— BEGIN Data lines —

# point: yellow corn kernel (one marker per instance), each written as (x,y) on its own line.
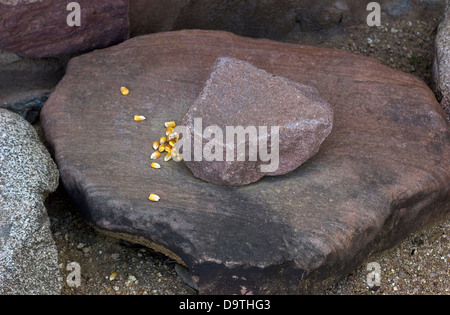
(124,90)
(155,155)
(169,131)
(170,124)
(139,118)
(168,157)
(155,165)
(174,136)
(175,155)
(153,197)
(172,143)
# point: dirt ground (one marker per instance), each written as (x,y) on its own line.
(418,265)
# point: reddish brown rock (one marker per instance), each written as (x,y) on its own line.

— END Data lines —
— BEGIN Data lines —

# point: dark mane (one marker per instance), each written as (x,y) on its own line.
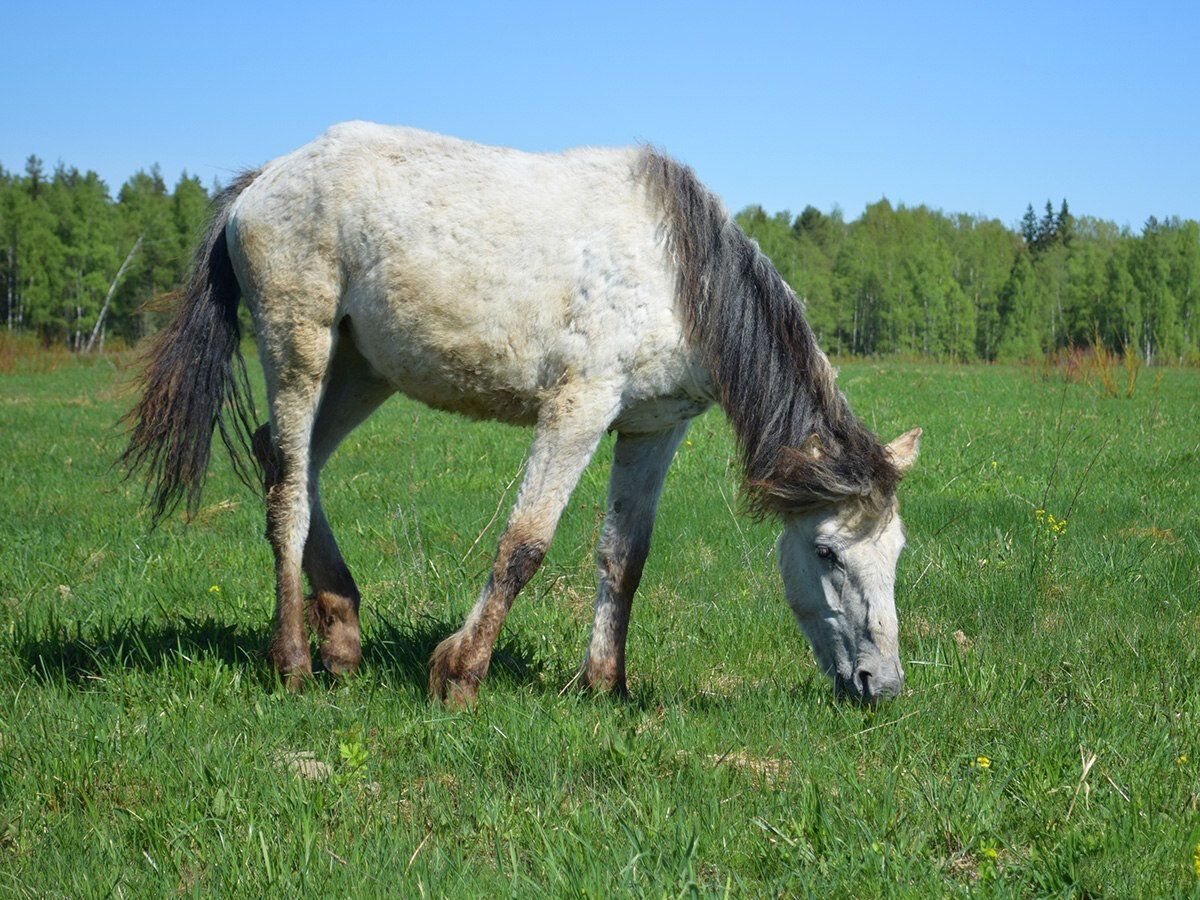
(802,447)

— END Data lines —

= Given instruction =
Starting at the line that has "# point: yellow" and stopping after the line that has "# point: reddish", write those items again with "corn kernel" switched to "maize kernel" and everything else unchanged. Leave the pictures out of your answer.

= Task response =
# point: yellow maize kernel (one marker per instance), each written as (x,y) on its own line.
(124,90)
(155,155)
(169,131)
(170,124)
(139,118)
(168,157)
(155,165)
(174,136)
(175,155)
(153,197)
(172,143)
# point: dirt ground (one marker per instance), each written as (x,y) on its own line.
(418,265)
# point: reddish brown rock (one marker per instance), each written as (x,y) on its own line.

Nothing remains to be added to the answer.